Extrait du texte

- - - - - - -

Bordeaux, de notre envoyé spécial. En apparence, la question est anodine. À l'heure du jugement, elle risque pourtant de peser très lourd. Pressé de s’expliquer par le président du tribunal correctionnel sur les modifications stupéfiantes apportées au testament de Liliane Bettencourt, en toute hâte, après le décès de son mari, le notaire Jean-Michel Normand est à la peine, ce mardi matin.
Fin 2007, Me Normand avait accepté de faire de François-Marie Banier le légataire universel de Liliane Bettencourt, alors très fragile. Banier, son propre notaire et son avocat fiscaliste sont alors à la manœuvre. Rendez-vous est pris pour le jour même. Liliane Bettencourt « était décidée ». Le notaire de la femme la plus riche de France ne résiste pas. Me Normand se contente de noter dans son dossier : « C’est une connerie. » Il connaît Banier pour avoir officialisé les énormes donations (plus de 400 millions d’euros en tout) déjà attribuées au photographe, et dit avoir empêché qu’il ne mette en outre la main sur une assurance vie et des bijoux de famille. Une perquisition de la juge Isabelle Prévost-Desprez avait permis de découvrir ces secrets.

- - - - - - -

Données fournies
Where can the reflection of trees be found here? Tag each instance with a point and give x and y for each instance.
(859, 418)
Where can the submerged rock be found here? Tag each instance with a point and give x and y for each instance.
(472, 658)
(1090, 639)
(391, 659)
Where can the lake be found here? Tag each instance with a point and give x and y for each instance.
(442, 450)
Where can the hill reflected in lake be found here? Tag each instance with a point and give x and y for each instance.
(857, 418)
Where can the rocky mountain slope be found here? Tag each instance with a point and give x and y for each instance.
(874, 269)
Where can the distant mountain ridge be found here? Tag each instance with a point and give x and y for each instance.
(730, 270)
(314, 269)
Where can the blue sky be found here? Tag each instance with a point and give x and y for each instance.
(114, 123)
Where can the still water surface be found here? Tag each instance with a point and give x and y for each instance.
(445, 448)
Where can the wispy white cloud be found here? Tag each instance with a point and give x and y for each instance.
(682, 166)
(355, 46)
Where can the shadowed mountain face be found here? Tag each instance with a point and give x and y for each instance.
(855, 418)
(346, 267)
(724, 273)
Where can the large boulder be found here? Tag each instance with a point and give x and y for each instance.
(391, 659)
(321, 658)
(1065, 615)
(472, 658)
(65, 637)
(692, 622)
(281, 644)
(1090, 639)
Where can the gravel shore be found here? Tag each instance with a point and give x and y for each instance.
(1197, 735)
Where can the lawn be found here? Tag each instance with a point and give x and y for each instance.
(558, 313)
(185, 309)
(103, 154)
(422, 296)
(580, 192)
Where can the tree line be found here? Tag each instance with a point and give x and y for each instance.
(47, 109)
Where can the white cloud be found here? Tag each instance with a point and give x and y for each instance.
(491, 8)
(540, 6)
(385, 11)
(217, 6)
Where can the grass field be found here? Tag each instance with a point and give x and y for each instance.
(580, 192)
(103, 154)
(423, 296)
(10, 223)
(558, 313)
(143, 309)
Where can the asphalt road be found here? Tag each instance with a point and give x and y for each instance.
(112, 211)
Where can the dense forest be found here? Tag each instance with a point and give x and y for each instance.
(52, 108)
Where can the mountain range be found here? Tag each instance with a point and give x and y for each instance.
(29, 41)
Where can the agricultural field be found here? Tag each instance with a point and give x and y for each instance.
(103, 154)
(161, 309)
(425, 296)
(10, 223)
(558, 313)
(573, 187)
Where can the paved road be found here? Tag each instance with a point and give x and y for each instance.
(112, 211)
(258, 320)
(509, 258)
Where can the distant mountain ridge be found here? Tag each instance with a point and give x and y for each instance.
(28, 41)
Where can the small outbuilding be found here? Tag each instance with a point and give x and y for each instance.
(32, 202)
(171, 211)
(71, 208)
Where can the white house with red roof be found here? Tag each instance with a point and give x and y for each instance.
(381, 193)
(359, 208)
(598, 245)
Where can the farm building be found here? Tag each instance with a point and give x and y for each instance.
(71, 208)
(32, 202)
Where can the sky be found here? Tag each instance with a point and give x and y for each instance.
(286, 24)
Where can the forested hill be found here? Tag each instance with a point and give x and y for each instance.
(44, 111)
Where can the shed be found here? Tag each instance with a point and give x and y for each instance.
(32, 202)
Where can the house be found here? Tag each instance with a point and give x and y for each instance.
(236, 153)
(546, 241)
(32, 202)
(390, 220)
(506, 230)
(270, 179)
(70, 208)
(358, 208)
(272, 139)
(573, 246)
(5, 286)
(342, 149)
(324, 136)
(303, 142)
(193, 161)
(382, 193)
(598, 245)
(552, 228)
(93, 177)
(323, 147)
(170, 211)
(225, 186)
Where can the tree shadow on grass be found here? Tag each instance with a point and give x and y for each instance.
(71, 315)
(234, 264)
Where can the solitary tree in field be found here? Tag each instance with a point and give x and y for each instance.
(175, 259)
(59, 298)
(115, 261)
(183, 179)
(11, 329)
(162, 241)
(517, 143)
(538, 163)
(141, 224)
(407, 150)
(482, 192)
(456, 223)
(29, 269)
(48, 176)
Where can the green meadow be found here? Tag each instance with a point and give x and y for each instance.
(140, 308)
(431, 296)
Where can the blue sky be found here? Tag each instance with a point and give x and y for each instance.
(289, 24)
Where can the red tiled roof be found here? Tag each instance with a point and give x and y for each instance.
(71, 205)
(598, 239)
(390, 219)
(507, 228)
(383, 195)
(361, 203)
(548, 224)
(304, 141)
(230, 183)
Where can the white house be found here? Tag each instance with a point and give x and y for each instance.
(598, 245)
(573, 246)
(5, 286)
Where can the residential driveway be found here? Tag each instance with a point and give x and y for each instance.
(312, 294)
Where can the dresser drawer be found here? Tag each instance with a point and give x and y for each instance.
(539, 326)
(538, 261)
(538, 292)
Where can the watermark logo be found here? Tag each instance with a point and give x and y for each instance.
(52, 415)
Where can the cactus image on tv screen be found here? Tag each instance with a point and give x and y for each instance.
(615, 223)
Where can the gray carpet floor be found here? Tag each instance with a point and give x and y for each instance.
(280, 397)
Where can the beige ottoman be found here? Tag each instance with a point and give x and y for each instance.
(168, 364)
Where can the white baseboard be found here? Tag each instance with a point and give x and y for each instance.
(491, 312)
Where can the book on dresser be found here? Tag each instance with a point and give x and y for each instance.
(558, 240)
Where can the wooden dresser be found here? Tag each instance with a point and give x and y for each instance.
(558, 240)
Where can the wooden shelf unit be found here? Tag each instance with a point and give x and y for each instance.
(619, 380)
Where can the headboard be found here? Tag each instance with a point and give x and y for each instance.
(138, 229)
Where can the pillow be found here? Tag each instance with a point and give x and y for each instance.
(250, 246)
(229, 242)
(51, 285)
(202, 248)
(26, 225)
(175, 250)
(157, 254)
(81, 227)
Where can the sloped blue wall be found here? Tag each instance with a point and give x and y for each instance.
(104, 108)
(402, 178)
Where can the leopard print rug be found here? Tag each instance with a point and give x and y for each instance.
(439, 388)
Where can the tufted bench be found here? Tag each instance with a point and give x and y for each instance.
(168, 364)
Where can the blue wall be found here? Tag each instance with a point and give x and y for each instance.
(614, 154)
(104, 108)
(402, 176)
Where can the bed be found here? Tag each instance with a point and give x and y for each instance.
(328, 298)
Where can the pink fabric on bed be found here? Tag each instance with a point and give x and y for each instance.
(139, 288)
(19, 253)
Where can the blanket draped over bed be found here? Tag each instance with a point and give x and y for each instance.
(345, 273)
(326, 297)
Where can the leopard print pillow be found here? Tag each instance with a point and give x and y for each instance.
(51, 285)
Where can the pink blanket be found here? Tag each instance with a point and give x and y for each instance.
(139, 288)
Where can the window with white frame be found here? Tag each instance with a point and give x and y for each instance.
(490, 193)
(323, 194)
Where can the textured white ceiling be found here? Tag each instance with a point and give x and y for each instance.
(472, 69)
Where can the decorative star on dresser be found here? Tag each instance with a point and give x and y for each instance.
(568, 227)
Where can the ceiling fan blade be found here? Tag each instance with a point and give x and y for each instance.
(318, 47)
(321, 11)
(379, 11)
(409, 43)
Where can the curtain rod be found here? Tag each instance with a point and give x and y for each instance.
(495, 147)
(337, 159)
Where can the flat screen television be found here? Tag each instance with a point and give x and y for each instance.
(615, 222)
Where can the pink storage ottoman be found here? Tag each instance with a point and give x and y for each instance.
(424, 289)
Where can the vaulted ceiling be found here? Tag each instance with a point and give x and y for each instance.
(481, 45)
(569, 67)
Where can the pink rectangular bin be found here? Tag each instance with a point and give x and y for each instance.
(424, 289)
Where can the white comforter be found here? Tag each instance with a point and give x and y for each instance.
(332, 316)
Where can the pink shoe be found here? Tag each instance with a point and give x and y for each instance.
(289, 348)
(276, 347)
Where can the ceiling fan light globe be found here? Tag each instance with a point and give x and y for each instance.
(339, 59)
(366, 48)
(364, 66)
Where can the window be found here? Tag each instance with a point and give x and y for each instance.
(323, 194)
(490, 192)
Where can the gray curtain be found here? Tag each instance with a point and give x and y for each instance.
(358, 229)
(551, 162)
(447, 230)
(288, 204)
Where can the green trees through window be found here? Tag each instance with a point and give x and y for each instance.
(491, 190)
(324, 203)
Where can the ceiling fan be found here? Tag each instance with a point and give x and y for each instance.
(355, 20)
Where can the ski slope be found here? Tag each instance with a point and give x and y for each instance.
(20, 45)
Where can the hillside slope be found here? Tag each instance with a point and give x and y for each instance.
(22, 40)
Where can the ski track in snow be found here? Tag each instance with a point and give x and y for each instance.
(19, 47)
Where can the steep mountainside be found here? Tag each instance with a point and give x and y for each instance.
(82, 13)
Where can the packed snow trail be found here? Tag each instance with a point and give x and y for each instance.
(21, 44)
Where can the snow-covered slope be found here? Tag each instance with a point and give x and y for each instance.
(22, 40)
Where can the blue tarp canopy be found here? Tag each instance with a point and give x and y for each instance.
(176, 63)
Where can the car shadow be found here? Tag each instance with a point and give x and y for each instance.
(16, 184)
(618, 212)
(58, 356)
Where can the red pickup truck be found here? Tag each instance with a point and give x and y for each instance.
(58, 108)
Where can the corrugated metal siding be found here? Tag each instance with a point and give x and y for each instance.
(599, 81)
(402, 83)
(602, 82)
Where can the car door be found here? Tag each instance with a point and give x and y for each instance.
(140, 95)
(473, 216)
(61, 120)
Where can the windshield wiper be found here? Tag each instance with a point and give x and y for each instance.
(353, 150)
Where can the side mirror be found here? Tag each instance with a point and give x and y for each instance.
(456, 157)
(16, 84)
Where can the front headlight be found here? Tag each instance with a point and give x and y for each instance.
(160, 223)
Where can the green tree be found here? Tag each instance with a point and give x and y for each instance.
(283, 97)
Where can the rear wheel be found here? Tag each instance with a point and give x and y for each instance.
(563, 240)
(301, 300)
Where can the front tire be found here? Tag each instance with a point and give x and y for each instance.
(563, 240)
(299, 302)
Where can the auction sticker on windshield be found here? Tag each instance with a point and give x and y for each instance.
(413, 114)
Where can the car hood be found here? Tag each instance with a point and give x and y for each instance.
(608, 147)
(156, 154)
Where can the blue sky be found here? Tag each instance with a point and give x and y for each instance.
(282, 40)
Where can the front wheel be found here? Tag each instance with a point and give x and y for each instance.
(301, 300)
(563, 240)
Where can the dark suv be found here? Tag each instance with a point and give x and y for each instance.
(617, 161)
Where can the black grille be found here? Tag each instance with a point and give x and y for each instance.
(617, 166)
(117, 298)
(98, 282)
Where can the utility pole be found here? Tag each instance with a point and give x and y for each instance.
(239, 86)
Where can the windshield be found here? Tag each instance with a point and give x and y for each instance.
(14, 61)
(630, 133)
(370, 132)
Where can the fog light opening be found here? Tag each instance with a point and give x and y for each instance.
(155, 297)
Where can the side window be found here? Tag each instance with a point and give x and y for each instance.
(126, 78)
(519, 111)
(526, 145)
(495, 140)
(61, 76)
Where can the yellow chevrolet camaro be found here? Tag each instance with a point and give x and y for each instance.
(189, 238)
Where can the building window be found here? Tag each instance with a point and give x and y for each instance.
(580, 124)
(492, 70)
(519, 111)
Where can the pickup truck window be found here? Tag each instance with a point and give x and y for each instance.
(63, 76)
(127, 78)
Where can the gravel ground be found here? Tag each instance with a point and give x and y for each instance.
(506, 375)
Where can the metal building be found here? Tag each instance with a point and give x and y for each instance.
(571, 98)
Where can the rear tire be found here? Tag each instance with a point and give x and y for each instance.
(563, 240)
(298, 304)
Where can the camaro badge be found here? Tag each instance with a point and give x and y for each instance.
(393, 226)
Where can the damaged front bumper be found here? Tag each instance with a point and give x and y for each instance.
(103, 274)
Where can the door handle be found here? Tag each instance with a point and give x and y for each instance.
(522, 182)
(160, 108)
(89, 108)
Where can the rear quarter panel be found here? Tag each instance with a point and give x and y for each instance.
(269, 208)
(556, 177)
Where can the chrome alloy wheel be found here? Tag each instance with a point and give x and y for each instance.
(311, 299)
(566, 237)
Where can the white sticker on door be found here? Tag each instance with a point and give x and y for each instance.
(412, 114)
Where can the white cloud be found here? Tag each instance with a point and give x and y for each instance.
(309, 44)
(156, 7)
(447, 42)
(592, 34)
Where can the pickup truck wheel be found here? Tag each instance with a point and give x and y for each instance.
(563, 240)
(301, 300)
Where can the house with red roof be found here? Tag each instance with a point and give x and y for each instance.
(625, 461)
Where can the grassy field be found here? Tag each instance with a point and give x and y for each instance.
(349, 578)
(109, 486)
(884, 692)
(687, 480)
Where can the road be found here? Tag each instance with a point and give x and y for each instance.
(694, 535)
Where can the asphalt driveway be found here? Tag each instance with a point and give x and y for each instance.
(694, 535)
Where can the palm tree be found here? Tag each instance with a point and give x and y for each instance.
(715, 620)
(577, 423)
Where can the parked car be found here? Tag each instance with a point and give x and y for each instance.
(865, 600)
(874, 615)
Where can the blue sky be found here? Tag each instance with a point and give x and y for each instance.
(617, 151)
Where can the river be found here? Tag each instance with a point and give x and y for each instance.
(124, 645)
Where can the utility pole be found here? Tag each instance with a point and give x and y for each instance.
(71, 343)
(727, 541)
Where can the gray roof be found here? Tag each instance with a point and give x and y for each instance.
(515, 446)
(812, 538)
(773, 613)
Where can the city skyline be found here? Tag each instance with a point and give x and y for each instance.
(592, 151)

- - - - - - -

Consigne
Poursuivez l'article sur le testament de Liliane Bettencourt à partir de sa dernière phrase. Les entrées ne servent pas à réaliser ce travail.

Résultat obtenu
Relancé à la barre par les avocats de la partie civile, le notaire aux cheveux blancs renâcle, mais il est bien obligé de confirmer que si ce testament n’avait pas été annulé par la suite, à la lumière du scandale, le légataire universel Banier avait « vocation » à hériter « de tout », en dehors de la « quotité disponible » réservée à la fille de la milliardaire, et des « legs particuliers » déjà enregistrés. Or on sait que Liliane Bettencourt avait légué par avance ses actions (environ 27 % du capital de L'Oréal) et ses propriétés immobilières à sa fille. Mais le diable se niche dans les détails.
« Madame Bettencourt détenait personnellement 7 % de Tethys, ça aurait été à qui ? », demande sobrement Nicolas Huc-Morel, l’un des avocats de Françoise Meyers-Bettencourt. « Au légataire universel », finit par répondre le notaire, l'air un peu penaud.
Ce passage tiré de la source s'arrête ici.